Pyrolysis is the process of thermally breaking down plastic waste to recover materials that may be used in the production of new plastics, replacing virgin plastic feedstocks. Besides possessing the potential to recycle bottle-to-bottle, it is capable of processing hard-to-recycle plastic waste such as multi-layered packaging.

Like other recycling processes, pyrolysis connects the circular economy value chain by linking waste management operations with new manufacturing operations. Based on this study, pyrolysis recyclers require well-sorted, clean, and largely homogeneous feedstock comprising about 85% polyethylene (PE) and polypropylene (PP).

Opportunities and Challenges

Today’s markets are developed around the requirements of mechanical recycling, a system that is more commonly employed. Although chemical recycling can play a complementary role to it, existing collecting and sorting systems limit the feedstock that can be used solely for pyrolysis. Materials that can otherwise be put back into the circular economy are then prematurely left in its end-of-life stage.

* Work to be completed *
List every requirement that the passage on pyrolysis says recyclers have for their feedstock. The data below comes from a separate source.

* Material shown *

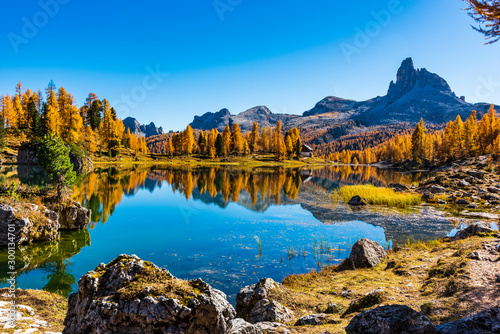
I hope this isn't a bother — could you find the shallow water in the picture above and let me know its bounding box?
[0,167,453,303]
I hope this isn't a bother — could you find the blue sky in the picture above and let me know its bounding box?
[0,0,500,130]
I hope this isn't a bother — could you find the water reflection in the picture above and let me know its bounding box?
[73,166,421,223]
[0,229,90,295]
[0,166,453,299]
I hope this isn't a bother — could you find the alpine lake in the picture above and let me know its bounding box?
[0,165,464,304]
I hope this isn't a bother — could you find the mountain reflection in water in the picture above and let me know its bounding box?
[0,166,453,300]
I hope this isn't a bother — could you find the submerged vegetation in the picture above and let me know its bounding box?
[330,185,422,208]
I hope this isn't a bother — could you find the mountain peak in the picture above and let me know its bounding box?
[123,117,164,137]
[387,58,453,104]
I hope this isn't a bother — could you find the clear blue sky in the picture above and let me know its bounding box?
[0,0,500,130]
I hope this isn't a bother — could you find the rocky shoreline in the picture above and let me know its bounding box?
[0,199,91,247]
[0,222,500,334]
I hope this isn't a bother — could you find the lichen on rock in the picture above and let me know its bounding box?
[63,255,236,334]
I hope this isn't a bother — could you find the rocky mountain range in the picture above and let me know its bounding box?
[123,117,164,138]
[190,58,496,144]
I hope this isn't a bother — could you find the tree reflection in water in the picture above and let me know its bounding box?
[73,166,420,224]
[0,229,90,296]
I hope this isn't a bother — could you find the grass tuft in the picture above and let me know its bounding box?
[331,185,422,208]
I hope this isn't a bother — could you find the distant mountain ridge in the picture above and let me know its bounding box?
[190,106,298,131]
[123,117,164,138]
[190,58,498,144]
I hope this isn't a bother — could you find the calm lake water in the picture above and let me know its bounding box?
[0,166,453,303]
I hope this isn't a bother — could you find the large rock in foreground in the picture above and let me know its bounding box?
[454,221,494,239]
[63,255,238,334]
[345,305,436,334]
[58,200,92,230]
[437,307,500,334]
[349,238,386,268]
[236,278,292,324]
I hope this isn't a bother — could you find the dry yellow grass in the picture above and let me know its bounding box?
[333,185,422,208]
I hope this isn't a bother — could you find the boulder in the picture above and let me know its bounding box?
[388,183,410,192]
[347,195,368,206]
[236,278,293,324]
[255,321,296,334]
[466,252,483,261]
[345,305,436,334]
[63,255,236,334]
[437,307,500,334]
[228,318,262,334]
[427,184,446,194]
[457,180,470,187]
[454,221,494,239]
[467,170,486,180]
[0,204,59,247]
[349,238,386,268]
[59,200,92,230]
[488,187,500,194]
[295,313,328,326]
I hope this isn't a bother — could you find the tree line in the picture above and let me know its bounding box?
[148,121,302,161]
[0,81,148,155]
[326,105,500,164]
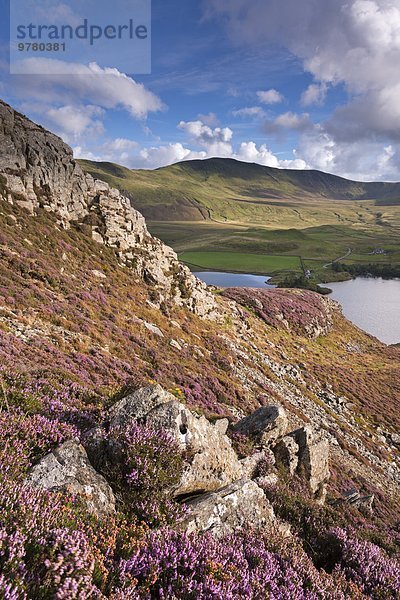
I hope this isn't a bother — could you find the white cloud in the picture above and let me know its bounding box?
[300,83,328,106]
[179,121,233,156]
[46,105,104,139]
[257,89,284,104]
[232,106,265,118]
[74,116,308,169]
[296,126,400,181]
[232,142,307,169]
[197,112,220,127]
[73,138,139,167]
[13,58,165,119]
[205,0,400,179]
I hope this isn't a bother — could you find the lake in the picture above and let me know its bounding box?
[195,271,400,344]
[326,277,400,344]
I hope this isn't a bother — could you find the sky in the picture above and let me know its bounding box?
[0,0,400,181]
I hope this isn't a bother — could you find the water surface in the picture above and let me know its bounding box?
[195,271,400,344]
[326,277,400,344]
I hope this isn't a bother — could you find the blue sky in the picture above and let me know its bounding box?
[0,0,400,181]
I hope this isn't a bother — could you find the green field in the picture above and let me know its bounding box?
[179,252,301,274]
[80,159,400,281]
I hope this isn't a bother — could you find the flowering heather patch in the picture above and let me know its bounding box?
[331,529,400,600]
[0,409,77,482]
[115,529,361,600]
[104,424,185,527]
[223,288,332,337]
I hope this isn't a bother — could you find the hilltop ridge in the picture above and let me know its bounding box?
[0,104,400,600]
[78,158,400,222]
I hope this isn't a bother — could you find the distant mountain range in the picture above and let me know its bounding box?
[79,158,400,221]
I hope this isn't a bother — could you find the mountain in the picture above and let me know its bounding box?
[80,158,400,222]
[0,103,400,600]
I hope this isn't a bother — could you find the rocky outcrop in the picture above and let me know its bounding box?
[223,288,334,339]
[87,385,242,496]
[273,427,330,503]
[234,404,288,447]
[274,435,299,475]
[0,101,216,317]
[26,440,115,517]
[181,479,275,537]
[331,489,375,515]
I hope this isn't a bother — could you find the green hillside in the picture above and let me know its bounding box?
[80,158,400,281]
[80,158,400,225]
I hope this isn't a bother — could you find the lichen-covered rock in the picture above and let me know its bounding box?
[234,404,288,447]
[110,385,242,496]
[273,435,299,475]
[26,440,115,516]
[223,288,334,339]
[291,427,330,502]
[0,101,216,318]
[240,448,275,479]
[108,385,174,428]
[181,479,275,537]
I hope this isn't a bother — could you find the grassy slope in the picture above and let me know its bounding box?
[0,196,400,510]
[81,159,400,275]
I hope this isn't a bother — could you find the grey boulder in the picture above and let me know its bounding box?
[110,385,242,496]
[180,479,275,537]
[25,440,115,517]
[234,404,288,447]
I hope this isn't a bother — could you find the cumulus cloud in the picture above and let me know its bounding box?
[232,106,265,119]
[74,116,308,169]
[263,111,314,137]
[73,138,139,167]
[257,89,284,104]
[197,112,220,127]
[300,83,328,106]
[13,58,165,119]
[232,142,307,169]
[46,105,104,141]
[205,0,400,178]
[179,121,233,156]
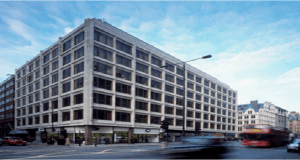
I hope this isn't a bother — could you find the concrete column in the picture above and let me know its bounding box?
[84,125,93,145]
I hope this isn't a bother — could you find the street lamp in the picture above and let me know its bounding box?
[160,55,212,136]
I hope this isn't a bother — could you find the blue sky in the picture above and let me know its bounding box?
[0,1,300,112]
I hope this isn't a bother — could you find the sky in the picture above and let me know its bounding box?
[0,1,300,112]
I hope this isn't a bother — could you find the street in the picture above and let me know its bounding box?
[0,142,300,159]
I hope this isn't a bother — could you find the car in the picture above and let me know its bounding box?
[7,137,27,146]
[287,139,300,152]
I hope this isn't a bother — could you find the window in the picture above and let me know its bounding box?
[116,112,130,122]
[35,71,40,79]
[150,116,161,124]
[93,93,112,105]
[43,53,49,63]
[176,68,183,76]
[151,92,161,101]
[51,100,58,109]
[52,86,58,96]
[116,83,131,94]
[187,82,194,90]
[135,101,148,111]
[44,65,49,75]
[151,56,162,67]
[73,109,83,120]
[151,104,161,113]
[176,88,183,96]
[93,109,112,121]
[116,69,131,81]
[136,62,148,74]
[151,68,161,78]
[52,48,58,58]
[135,88,148,98]
[116,55,131,68]
[74,31,84,45]
[188,73,194,80]
[63,53,71,66]
[135,75,148,86]
[94,62,112,76]
[43,78,49,87]
[63,97,71,107]
[165,84,174,93]
[165,95,174,104]
[63,39,71,52]
[176,78,184,86]
[43,115,49,123]
[93,77,112,90]
[74,62,84,74]
[136,50,149,62]
[166,63,174,72]
[94,31,113,47]
[176,98,183,106]
[52,61,58,71]
[94,46,113,61]
[74,93,83,105]
[43,102,49,111]
[116,40,132,54]
[165,107,174,114]
[62,112,70,121]
[63,82,71,93]
[151,80,161,89]
[63,68,71,79]
[43,89,49,99]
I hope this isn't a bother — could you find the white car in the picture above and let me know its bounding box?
[287,139,300,152]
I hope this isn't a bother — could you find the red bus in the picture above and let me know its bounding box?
[241,124,289,147]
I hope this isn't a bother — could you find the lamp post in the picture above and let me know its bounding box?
[160,55,212,136]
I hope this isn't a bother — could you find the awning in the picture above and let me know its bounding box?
[8,130,28,134]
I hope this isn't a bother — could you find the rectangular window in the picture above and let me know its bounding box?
[94,46,113,61]
[151,56,162,67]
[151,92,161,101]
[62,112,70,121]
[116,40,132,54]
[151,80,161,89]
[63,82,71,93]
[44,65,49,75]
[135,88,148,98]
[93,93,112,105]
[63,68,71,79]
[73,109,83,120]
[52,48,58,59]
[74,62,84,74]
[136,62,148,74]
[74,93,83,105]
[136,50,149,62]
[94,31,113,47]
[116,55,131,68]
[74,31,84,45]
[135,101,148,111]
[151,68,161,78]
[116,112,130,122]
[63,53,71,66]
[52,61,58,71]
[135,75,148,86]
[63,39,72,52]
[116,69,131,81]
[93,109,112,121]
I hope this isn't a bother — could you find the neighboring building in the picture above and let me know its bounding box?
[0,75,15,137]
[15,19,237,144]
[237,100,288,133]
[288,111,300,135]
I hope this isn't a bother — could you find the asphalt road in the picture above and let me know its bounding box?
[0,142,300,159]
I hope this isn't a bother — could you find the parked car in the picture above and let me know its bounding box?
[287,139,300,152]
[7,138,27,146]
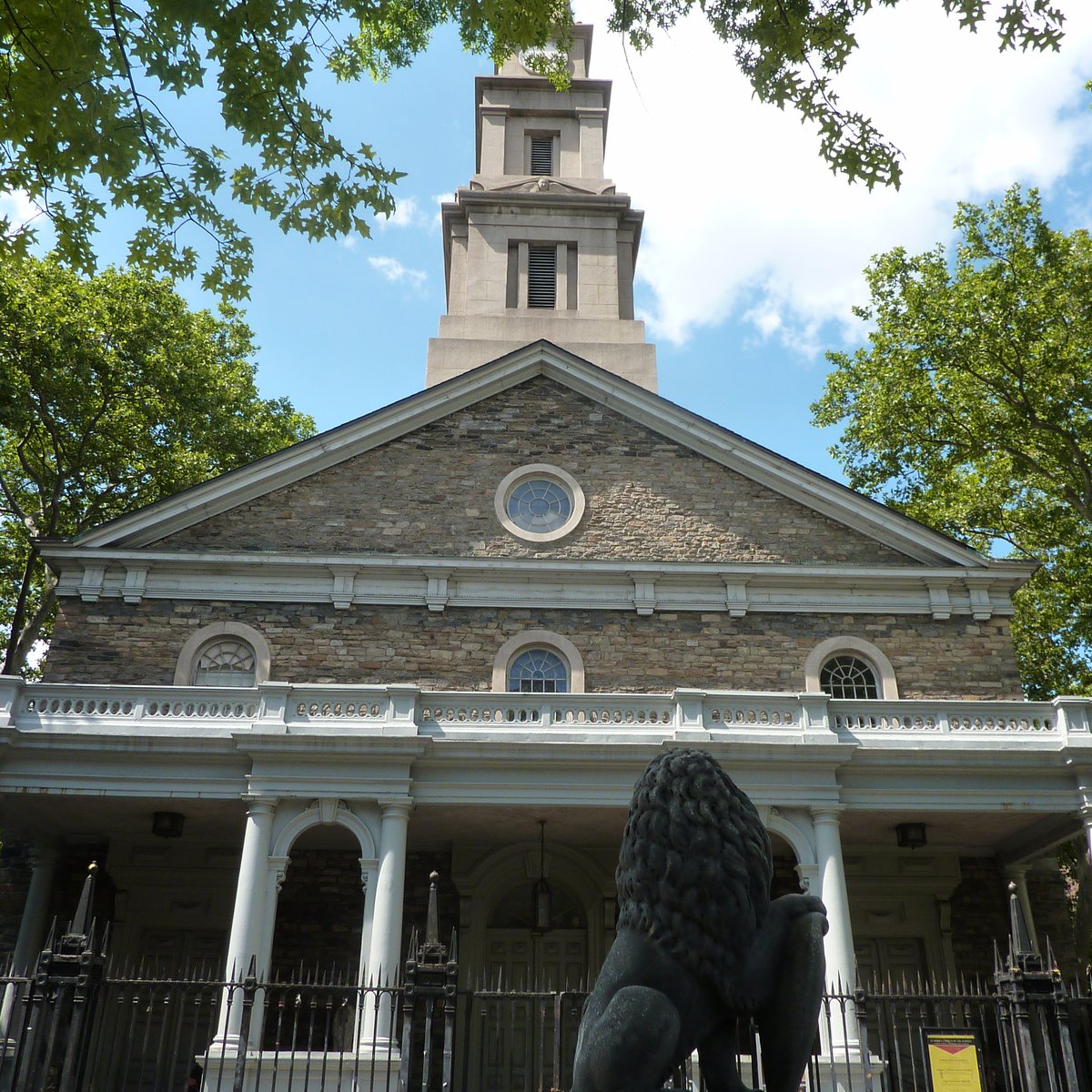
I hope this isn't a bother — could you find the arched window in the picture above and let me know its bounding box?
[193,637,256,686]
[175,622,269,686]
[804,637,899,701]
[492,629,585,693]
[819,655,879,698]
[508,649,569,693]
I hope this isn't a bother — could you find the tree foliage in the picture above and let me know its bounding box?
[0,0,1063,299]
[0,0,568,299]
[813,187,1092,697]
[0,258,313,673]
[611,0,1065,189]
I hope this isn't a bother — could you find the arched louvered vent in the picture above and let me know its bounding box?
[528,247,557,308]
[531,136,553,175]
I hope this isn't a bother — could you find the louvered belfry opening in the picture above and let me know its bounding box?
[528,246,557,308]
[531,136,553,175]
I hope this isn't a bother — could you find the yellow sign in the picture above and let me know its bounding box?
[925,1032,984,1092]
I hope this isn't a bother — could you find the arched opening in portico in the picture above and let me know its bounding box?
[269,824,365,983]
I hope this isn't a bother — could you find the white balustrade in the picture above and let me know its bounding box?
[703,693,801,730]
[829,700,1059,735]
[0,677,1092,748]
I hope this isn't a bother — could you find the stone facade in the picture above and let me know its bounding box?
[951,857,1077,982]
[155,377,914,566]
[45,600,1020,699]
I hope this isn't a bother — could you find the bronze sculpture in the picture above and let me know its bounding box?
[572,750,826,1092]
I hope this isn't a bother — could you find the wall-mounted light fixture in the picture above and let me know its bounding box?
[531,819,553,934]
[152,812,186,837]
[895,823,929,850]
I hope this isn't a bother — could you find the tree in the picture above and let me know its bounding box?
[813,187,1092,698]
[0,0,1063,299]
[0,258,315,673]
[611,0,1065,189]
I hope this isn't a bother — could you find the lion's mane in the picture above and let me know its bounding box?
[616,750,774,1011]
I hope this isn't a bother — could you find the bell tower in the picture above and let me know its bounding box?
[425,24,656,391]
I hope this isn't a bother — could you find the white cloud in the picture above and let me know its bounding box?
[376,197,427,228]
[577,0,1092,354]
[0,190,43,238]
[368,256,428,291]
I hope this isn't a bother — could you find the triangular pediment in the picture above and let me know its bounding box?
[73,342,989,569]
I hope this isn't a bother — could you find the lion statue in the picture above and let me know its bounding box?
[571,750,826,1092]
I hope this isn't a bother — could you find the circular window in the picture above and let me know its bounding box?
[496,463,584,541]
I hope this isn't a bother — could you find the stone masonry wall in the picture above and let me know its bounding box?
[951,857,1077,982]
[157,378,913,566]
[273,850,364,982]
[45,599,1020,699]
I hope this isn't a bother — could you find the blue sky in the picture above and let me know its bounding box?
[6,0,1092,476]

* Exercise output *
- Well-sorted
- Clean
- Largely homogeneous
- About 85% polyethylene (PE) and polypropylene (PP)